*** Opening Material for this task ***
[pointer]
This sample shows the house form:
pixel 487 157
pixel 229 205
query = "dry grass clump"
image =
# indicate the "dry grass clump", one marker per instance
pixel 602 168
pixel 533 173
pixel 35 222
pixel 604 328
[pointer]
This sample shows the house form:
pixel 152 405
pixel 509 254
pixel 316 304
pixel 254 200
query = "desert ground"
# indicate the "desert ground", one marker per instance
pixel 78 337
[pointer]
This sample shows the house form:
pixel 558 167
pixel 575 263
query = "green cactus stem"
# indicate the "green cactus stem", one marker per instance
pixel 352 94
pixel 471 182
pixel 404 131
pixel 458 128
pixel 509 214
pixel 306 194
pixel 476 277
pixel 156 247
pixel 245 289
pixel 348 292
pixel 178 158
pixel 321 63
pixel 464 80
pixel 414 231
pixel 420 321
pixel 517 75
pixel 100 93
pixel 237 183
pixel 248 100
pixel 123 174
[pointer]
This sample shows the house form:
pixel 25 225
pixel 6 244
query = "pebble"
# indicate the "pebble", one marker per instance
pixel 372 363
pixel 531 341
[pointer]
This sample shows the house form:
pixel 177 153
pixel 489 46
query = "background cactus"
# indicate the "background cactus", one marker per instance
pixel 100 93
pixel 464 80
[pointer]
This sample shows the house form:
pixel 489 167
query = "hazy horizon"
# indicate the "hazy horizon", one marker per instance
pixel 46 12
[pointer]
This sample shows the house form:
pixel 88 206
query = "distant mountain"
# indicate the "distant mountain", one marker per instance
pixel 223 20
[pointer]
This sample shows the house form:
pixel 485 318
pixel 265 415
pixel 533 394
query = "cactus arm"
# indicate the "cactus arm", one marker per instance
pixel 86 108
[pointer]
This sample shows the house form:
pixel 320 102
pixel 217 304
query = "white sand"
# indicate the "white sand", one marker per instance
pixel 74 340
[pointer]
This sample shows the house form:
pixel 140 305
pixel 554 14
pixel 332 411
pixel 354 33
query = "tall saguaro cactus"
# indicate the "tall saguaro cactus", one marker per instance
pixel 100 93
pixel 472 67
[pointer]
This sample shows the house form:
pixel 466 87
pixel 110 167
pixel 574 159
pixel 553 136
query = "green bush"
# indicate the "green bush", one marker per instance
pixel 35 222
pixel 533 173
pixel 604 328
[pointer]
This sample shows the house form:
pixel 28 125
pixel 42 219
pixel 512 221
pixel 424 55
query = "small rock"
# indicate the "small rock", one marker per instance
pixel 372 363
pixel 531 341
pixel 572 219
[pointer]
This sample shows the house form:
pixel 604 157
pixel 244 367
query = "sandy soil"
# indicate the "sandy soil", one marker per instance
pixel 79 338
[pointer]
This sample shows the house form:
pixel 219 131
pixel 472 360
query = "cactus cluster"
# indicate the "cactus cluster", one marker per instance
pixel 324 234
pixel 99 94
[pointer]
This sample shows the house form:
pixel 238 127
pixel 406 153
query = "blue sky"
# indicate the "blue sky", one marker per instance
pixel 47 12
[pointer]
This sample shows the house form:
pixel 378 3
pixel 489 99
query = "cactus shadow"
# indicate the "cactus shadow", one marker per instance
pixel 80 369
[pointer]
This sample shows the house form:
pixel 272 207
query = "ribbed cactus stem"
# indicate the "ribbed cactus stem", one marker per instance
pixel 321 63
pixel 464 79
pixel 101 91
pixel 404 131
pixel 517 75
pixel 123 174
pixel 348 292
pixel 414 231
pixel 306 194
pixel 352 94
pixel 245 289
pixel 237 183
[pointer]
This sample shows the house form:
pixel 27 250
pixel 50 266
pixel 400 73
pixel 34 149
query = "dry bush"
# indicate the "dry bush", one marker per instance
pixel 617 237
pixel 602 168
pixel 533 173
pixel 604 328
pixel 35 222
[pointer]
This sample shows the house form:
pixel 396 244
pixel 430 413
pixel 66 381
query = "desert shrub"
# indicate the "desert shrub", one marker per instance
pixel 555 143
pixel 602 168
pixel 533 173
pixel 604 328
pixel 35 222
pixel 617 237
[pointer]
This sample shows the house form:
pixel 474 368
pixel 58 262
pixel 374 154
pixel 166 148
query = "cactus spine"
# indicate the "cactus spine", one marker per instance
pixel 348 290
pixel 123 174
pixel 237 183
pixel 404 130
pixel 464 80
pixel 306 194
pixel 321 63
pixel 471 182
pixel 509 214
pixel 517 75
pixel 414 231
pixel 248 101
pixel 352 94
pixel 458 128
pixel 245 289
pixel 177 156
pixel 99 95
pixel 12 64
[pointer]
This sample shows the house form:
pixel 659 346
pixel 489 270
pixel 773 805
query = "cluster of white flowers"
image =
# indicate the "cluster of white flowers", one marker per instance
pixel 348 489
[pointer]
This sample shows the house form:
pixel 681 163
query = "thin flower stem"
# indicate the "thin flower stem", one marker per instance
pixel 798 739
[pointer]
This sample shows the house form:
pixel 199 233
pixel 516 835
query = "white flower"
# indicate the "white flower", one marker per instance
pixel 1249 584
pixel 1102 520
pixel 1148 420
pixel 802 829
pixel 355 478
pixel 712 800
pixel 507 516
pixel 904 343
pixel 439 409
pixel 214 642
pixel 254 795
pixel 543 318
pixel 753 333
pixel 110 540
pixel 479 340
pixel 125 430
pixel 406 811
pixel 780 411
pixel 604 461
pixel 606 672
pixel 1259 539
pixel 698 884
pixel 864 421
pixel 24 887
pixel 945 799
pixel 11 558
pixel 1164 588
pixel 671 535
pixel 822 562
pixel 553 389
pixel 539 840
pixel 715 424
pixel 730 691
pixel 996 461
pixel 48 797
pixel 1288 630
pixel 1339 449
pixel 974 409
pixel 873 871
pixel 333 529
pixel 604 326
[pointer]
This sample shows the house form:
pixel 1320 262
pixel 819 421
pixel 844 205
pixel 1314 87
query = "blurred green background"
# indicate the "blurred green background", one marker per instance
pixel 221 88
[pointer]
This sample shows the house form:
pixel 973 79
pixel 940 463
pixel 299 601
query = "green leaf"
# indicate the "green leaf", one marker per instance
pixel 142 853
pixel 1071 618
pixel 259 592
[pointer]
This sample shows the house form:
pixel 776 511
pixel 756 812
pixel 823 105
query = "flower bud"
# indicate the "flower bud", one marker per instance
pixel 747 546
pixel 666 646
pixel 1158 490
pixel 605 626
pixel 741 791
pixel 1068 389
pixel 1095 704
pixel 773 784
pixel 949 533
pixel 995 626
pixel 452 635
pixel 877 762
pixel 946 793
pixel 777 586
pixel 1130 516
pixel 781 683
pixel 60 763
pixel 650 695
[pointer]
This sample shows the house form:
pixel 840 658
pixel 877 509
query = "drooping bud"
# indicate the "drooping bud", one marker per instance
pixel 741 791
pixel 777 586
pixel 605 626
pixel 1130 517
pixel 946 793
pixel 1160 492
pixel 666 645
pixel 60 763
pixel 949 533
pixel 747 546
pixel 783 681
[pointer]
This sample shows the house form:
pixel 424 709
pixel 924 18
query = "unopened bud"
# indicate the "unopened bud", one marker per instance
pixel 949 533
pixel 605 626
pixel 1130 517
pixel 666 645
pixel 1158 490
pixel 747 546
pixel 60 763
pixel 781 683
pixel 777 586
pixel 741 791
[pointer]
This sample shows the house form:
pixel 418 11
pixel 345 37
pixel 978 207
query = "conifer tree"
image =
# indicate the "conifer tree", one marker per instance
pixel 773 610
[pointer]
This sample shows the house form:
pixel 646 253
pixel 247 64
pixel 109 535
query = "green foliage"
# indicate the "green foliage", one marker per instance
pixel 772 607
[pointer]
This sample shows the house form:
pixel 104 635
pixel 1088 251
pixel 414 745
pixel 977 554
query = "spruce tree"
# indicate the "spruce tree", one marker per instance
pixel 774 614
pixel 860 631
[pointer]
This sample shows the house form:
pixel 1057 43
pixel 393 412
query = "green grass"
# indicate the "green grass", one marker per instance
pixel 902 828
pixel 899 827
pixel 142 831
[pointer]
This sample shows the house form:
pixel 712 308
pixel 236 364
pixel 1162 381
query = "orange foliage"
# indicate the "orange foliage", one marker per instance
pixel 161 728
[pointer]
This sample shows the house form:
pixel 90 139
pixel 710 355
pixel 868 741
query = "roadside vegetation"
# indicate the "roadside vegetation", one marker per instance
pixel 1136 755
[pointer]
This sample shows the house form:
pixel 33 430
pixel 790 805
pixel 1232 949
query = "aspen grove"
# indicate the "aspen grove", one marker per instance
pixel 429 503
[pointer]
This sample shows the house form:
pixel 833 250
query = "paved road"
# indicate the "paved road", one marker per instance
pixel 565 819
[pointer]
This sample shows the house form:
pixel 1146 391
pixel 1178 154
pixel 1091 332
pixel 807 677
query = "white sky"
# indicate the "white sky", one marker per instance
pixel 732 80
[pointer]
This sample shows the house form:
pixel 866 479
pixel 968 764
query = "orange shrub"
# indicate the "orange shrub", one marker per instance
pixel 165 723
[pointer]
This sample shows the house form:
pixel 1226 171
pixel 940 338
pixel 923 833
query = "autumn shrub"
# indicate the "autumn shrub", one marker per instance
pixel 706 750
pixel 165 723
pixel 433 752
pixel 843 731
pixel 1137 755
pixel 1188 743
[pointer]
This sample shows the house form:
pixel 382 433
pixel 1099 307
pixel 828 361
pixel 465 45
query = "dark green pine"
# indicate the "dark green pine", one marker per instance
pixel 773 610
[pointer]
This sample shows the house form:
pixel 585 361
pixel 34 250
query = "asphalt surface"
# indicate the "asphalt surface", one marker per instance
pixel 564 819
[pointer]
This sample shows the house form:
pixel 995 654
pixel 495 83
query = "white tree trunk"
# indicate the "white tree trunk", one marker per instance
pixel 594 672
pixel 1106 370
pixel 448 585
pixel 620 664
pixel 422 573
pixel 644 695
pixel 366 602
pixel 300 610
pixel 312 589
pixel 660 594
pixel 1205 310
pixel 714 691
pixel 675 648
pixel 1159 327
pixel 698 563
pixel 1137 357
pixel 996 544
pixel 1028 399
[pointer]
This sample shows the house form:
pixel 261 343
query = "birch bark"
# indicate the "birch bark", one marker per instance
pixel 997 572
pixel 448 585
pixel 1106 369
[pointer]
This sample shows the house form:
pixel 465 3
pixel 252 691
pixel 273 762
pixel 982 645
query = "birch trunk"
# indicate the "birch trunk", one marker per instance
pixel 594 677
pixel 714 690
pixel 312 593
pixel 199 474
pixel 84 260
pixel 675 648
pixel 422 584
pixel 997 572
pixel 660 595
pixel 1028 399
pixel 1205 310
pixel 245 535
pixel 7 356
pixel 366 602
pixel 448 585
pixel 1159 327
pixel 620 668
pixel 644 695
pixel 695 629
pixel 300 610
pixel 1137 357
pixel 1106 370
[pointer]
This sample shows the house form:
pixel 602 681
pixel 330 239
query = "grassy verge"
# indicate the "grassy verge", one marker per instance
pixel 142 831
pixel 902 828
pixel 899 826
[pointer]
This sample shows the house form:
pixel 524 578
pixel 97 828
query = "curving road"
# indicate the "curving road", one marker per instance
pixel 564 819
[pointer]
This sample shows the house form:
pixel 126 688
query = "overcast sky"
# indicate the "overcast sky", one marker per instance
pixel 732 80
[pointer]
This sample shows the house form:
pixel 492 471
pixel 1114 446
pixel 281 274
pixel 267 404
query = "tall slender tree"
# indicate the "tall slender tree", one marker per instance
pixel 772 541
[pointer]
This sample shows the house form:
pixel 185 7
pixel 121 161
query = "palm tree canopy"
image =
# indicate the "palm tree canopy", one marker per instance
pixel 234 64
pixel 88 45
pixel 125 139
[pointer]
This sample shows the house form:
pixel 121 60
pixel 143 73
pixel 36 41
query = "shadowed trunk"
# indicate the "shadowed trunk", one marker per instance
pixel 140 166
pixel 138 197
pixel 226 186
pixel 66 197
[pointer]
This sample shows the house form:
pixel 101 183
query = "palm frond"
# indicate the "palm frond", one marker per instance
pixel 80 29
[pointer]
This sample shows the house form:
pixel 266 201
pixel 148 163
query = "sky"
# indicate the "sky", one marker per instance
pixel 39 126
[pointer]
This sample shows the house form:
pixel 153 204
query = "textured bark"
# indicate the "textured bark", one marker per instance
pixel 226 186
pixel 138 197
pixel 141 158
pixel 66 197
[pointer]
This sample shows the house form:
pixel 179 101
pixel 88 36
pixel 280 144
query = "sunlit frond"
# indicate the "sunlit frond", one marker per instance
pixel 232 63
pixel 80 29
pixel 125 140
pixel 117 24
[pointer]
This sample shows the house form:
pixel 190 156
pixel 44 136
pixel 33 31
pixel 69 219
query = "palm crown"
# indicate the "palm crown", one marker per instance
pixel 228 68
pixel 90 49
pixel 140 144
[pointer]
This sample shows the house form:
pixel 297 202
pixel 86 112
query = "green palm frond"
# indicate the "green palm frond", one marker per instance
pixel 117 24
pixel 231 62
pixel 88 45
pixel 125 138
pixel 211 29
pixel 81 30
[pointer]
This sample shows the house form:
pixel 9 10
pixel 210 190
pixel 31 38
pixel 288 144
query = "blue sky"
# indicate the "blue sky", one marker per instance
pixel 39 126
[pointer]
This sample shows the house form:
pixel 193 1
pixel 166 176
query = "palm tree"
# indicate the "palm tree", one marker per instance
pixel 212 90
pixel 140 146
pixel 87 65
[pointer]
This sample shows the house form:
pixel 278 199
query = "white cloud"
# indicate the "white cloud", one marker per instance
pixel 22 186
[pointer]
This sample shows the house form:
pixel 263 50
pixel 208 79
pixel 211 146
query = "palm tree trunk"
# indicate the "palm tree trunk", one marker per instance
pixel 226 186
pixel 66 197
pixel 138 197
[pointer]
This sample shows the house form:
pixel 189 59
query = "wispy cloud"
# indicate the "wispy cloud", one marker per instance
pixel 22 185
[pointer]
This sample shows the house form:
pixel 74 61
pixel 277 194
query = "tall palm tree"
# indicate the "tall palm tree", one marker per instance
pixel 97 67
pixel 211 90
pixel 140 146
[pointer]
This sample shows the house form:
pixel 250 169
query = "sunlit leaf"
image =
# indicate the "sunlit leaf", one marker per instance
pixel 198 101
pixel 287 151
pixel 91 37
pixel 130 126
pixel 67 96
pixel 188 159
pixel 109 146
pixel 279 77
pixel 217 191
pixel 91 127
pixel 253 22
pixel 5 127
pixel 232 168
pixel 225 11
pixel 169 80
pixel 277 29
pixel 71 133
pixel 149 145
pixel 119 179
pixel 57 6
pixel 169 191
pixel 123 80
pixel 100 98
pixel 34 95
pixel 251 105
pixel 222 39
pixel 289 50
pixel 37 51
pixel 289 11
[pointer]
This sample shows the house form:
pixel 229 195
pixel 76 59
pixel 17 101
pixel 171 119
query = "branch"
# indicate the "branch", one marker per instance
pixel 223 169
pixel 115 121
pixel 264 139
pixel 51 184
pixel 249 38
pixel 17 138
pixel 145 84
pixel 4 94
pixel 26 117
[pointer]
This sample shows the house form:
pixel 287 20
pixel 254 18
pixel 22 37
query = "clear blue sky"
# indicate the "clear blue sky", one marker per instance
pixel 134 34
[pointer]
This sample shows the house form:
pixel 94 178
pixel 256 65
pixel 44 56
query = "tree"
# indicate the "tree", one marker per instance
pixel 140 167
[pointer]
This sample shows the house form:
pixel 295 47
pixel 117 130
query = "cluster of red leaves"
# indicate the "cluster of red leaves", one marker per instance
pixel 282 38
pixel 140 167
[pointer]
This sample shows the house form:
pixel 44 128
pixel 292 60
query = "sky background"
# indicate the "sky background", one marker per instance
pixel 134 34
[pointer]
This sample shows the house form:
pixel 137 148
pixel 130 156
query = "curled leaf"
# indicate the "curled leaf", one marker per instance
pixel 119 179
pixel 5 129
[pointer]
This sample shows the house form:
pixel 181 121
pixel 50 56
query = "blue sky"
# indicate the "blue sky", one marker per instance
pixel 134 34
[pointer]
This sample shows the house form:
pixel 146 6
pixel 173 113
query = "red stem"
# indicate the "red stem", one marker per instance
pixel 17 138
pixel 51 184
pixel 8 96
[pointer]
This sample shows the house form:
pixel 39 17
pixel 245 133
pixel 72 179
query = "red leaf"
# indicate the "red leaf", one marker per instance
*** Closing Material for this task ***
■ What needs to be done
What you give back must be the stretch above, starting at the line with "pixel 1162 381" and ending at the line with "pixel 33 430", copied exactly.

■ Solved exercise
pixel 1162 381
query = "orange foliage"
# indicate the "orange foliage", one marker per instance
pixel 161 728
[pointer]
This sample shows the house form:
pixel 90 139
pixel 710 355
pixel 868 741
query = "roadside vegetation"
# indicate the "roadside vegetation", one marker per instance
pixel 1136 755
[pointer]
This sample shows the house form:
pixel 33 430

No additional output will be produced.